• GOAL:
Restate the data word for word and leave the images out.

• Pointing dataset excerpts:
******************************

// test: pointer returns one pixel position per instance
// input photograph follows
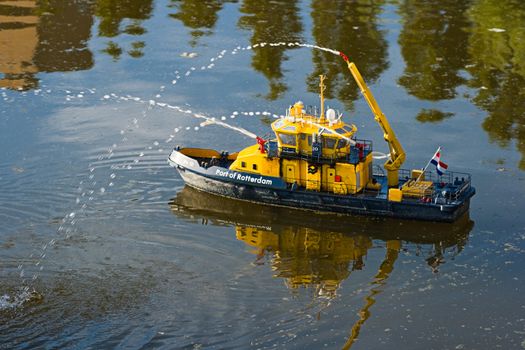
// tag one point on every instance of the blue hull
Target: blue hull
(274, 191)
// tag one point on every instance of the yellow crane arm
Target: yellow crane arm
(397, 154)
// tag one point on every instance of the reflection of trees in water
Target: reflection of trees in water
(113, 13)
(273, 21)
(200, 16)
(47, 36)
(441, 38)
(498, 69)
(306, 257)
(433, 41)
(351, 27)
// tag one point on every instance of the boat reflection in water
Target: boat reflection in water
(320, 251)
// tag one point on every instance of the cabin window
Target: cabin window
(329, 142)
(342, 143)
(288, 139)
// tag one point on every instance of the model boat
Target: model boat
(316, 162)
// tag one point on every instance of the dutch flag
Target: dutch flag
(440, 166)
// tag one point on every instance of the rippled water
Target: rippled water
(102, 246)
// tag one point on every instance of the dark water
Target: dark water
(101, 246)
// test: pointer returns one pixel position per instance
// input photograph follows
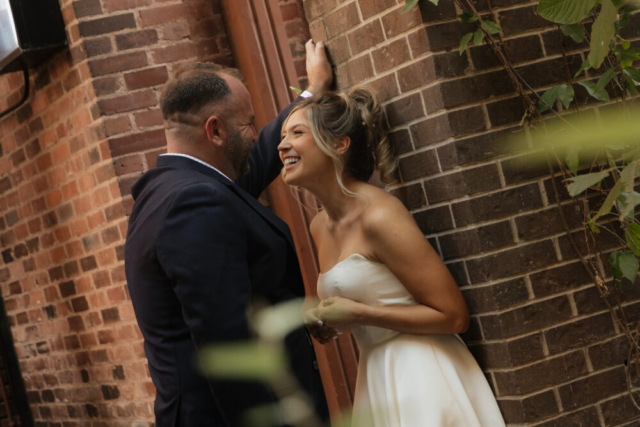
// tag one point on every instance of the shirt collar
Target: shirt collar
(196, 160)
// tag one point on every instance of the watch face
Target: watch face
(9, 46)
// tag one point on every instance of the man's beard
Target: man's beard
(237, 151)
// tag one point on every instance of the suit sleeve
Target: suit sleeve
(264, 160)
(202, 248)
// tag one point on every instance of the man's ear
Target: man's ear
(214, 130)
(342, 145)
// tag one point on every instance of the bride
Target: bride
(381, 278)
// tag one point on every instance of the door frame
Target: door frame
(261, 51)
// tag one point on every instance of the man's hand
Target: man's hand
(322, 333)
(319, 71)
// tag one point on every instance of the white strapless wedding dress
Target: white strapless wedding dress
(408, 380)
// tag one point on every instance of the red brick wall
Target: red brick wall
(546, 341)
(67, 160)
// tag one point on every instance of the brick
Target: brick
(385, 87)
(434, 220)
(418, 165)
(149, 118)
(497, 205)
(117, 125)
(446, 125)
(405, 110)
(609, 353)
(484, 147)
(355, 71)
(541, 375)
(497, 296)
(365, 37)
(106, 85)
(137, 142)
(368, 8)
(87, 8)
(96, 47)
(526, 319)
(475, 241)
(476, 88)
(107, 25)
(593, 388)
(136, 39)
(417, 74)
(146, 78)
(618, 410)
(114, 64)
(391, 55)
(412, 196)
(174, 52)
(521, 49)
(338, 52)
(129, 102)
(580, 333)
(521, 19)
(163, 14)
(555, 42)
(559, 279)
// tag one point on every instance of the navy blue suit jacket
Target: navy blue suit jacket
(199, 248)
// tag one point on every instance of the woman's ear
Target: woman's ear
(342, 145)
(214, 131)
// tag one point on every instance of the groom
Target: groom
(200, 246)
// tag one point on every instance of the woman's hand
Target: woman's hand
(340, 313)
(321, 332)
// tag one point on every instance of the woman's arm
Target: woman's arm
(398, 243)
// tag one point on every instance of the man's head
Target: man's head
(208, 114)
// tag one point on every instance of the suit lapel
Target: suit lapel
(270, 217)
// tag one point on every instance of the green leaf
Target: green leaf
(573, 158)
(632, 236)
(468, 17)
(465, 41)
(566, 95)
(601, 33)
(626, 44)
(582, 182)
(565, 11)
(632, 72)
(628, 265)
(600, 95)
(408, 5)
(604, 80)
(585, 66)
(478, 37)
(624, 55)
(609, 201)
(631, 85)
(614, 262)
(491, 27)
(575, 31)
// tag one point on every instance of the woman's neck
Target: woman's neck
(334, 201)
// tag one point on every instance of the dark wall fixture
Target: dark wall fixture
(14, 406)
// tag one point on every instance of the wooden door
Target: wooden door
(261, 51)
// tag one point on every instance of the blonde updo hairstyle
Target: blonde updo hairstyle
(358, 115)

******************************

• EXERCISE RESPONSE:
// test: pointer returns one pixel position per instance
// input photograph follows
// tag one point on every instance of the blue hull
Target: blue hull
(274, 191)
// tag one point on every instance of the yellow crane arm
Target: yellow crane arm
(397, 154)
// tag one point on every instance of the reflection of trees in water
Target: reflection of trees in water
(113, 13)
(273, 21)
(200, 16)
(47, 36)
(441, 38)
(498, 69)
(306, 257)
(433, 41)
(351, 27)
// tag one point on every instance of the boat reflection in water
Target: boat reflection in water
(320, 251)
// tag one point on every instance of the cabin window
Target: cabin window
(329, 142)
(342, 143)
(288, 139)
// tag one point on every instance of the model boat
Target: model boat
(316, 162)
// tag one point on every instance of the dutch flag
Target: dutch flag
(440, 166)
// tag one point on every instance of the rippled water
Target: rippled water
(102, 246)
// tag one point on every instance of the dark water
Target: dark water
(101, 246)
// test: pointer returns one pixel position per instance
// input photograph follows
// tag one point on every instance of the shirt collar
Target: shirt collar
(196, 160)
// tag one point on every instance of the watch face
Target: watch face
(9, 46)
// tag one point on every instance of the man's beard
Target: man's beard
(237, 151)
// tag one point on every instance of the suit sleeve
Target: suit sleeve
(264, 160)
(202, 248)
// tag one point on every instance of the man's ear
Target: man's ear
(214, 130)
(342, 145)
// tag one point on every instance of the bride
Target: bride
(381, 278)
// tag one point on every instance of the door frame
Target: door frame
(261, 51)
// tag one point on every instance of the man's hand
Target: man's hand
(322, 333)
(319, 71)
// tag one point on every instance of the white strapless wedding dress
Target: white strapless wedding dress
(408, 380)
// tag one point on every instance of the red brick wall
Target: red brick wall
(546, 341)
(67, 160)
// tag one point on every instance of the brick
Target: brick
(385, 87)
(434, 220)
(418, 165)
(149, 118)
(497, 205)
(117, 125)
(446, 125)
(405, 110)
(609, 353)
(484, 147)
(355, 71)
(541, 375)
(497, 296)
(365, 37)
(106, 85)
(137, 142)
(368, 8)
(87, 8)
(96, 47)
(526, 319)
(475, 241)
(476, 88)
(107, 25)
(593, 388)
(136, 39)
(417, 74)
(146, 78)
(618, 410)
(114, 64)
(391, 55)
(412, 196)
(174, 52)
(521, 49)
(338, 52)
(129, 102)
(580, 333)
(521, 19)
(163, 14)
(555, 42)
(559, 279)
// tag one point on every instance of the navy blue suit jacket
Target: navy blue suit jacket
(199, 248)
// tag one point on every instance of the woman's ear
Target: woman's ear
(342, 145)
(214, 131)
// tag one point on every instance of the groom
Target: groom
(200, 246)
// tag one point on every instance of the woman's hand
Target: woman's hand
(340, 313)
(321, 332)
// tag one point on every instance of the woman's arm
Target: woman's arm
(398, 243)
// tag one point on every instance of the man's head
Target: man's head
(208, 114)
// tag one point on every instance of the suit lapel
Target: suit lapel
(270, 217)
// tag one point on every instance of the green leaf
Target: green leaf
(573, 158)
(632, 236)
(468, 17)
(465, 41)
(566, 95)
(601, 33)
(626, 44)
(582, 182)
(565, 11)
(632, 72)
(628, 265)
(600, 95)
(408, 5)
(604, 80)
(585, 66)
(478, 37)
(624, 55)
(609, 201)
(631, 85)
(614, 262)
(491, 27)
(575, 31)
// tag one point on every instance of the woman's neck
Target: woman's neck
(334, 201)
// tag one point on every instance of the dark wall fixture
Target: dark wall fixture
(14, 406)
// tag one point on every instance of the wooden door
Target: wooden door
(261, 51)
// tag one point on every instance of the blonde updo hairstyle
Target: blonde updo hairstyle
(358, 115)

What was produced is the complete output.